BEGIN

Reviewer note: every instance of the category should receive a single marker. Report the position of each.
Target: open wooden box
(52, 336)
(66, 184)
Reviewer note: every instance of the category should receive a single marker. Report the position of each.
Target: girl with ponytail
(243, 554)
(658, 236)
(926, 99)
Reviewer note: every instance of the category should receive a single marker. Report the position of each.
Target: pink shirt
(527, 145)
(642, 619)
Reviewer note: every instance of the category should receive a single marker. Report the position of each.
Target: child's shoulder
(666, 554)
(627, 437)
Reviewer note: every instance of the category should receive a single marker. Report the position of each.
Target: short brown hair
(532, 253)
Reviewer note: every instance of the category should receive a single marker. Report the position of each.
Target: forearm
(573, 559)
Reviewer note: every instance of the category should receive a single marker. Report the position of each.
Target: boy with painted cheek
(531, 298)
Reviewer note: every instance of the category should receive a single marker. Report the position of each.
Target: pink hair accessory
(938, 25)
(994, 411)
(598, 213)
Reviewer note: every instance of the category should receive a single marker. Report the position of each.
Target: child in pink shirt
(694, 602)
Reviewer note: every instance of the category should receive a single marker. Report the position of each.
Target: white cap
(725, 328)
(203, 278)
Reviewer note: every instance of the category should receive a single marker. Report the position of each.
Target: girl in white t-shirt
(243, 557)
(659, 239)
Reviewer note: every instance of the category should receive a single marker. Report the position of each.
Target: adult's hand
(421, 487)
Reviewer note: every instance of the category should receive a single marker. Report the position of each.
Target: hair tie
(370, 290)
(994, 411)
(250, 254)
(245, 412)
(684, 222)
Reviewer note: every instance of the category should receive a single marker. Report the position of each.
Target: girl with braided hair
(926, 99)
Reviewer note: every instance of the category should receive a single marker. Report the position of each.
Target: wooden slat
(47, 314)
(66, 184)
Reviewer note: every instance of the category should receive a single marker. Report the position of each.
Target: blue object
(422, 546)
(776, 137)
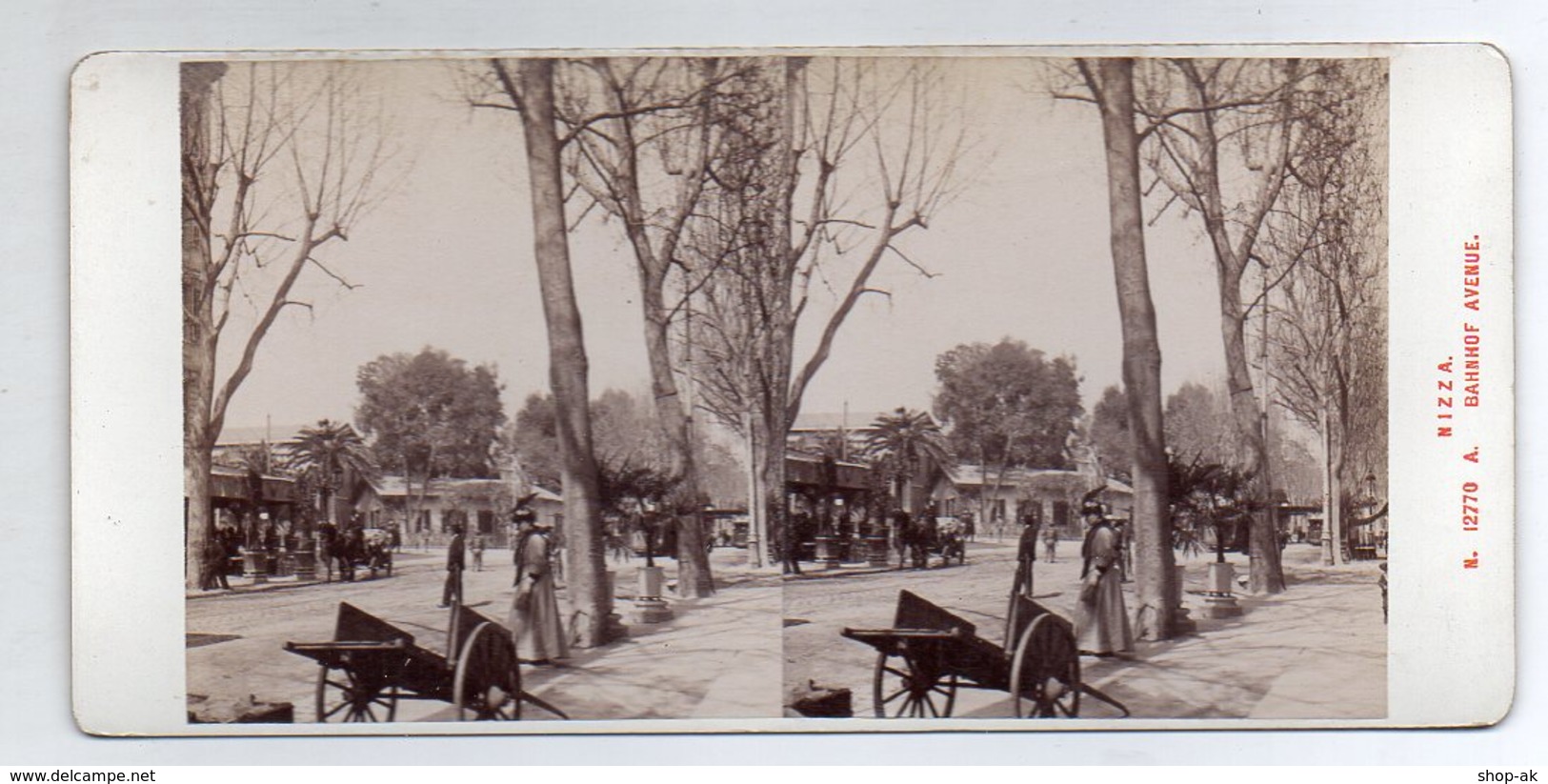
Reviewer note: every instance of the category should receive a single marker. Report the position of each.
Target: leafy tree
(1198, 427)
(632, 450)
(279, 165)
(429, 414)
(329, 452)
(1005, 406)
(530, 90)
(904, 443)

END

• _BRIEF_: Your copy should match the entries exactly, minus the pictures.

• _WRITTEN SOLUTION_:
Reviewer note: every instance of the category should receive a single marker. Report the position of each.
Target: open wooden box
(52, 336)
(66, 184)
Reviewer note: every instance of the category should receive a single marker. Report the position of each.
Target: girl with ponytail
(243, 554)
(658, 236)
(926, 99)
Reviewer note: every instance of the category should receive a single marker. Report the position of each.
Target: pink shirt
(527, 145)
(642, 619)
Reviewer note: every instance of the category should receive a single marker. Report the position of each.
Target: child's shoulder
(666, 554)
(627, 437)
Reviewer note: every instance of the category should receive a single marker. Report the position of each.
Target: short brown hair
(532, 253)
Reviewer note: every instance of the category should receive a single marker. Report the position of each.
Target: forearm
(573, 559)
Reviewer note: every instance of the category should receive a single marker. Report the position of each.
Target: boy with painted cheek
(531, 298)
Reviewer note: every instance of the category should receive a single marker. Report the position of each.
Target: pink hair accessory
(938, 25)
(994, 411)
(598, 213)
Reviewer note: every instance of the category should receive a single marker. Report the position of each.
Target: child in pink shirt
(694, 602)
Reviewer note: every instance of the category should receive a single marker. Report the position of each.
Target: white cap
(725, 328)
(203, 278)
Reviewer note: every instance of the category should receive a single marker. Report the position of each.
Target: girl in white t-shirt
(243, 557)
(659, 239)
Reviewer note: every instance of the category should receive a single marker. Report the position of each.
Target: adult's hand
(421, 487)
Reviewer note: every instance of the category should receive a single marker. Report the position of each.
Target: hair tie
(370, 290)
(994, 411)
(250, 254)
(245, 412)
(684, 222)
Reviewer note: every instance of the category should receive a single marker. Report the position of each.
Target: girl with braided hair
(926, 99)
Reviewer note: every instance of the category should receive a single marker. Report the position of each.
Target: wooden slat
(47, 314)
(66, 184)
Reviewer note: every instance of the category should receive a single marker. Report the position of each.
Target: blue object
(422, 546)
(776, 137)
Reviewer note: every instance of the category should receive a single marker. Report the position of each.
Target: leafy tree
(1198, 427)
(632, 450)
(279, 165)
(429, 414)
(329, 452)
(1005, 406)
(530, 90)
(904, 443)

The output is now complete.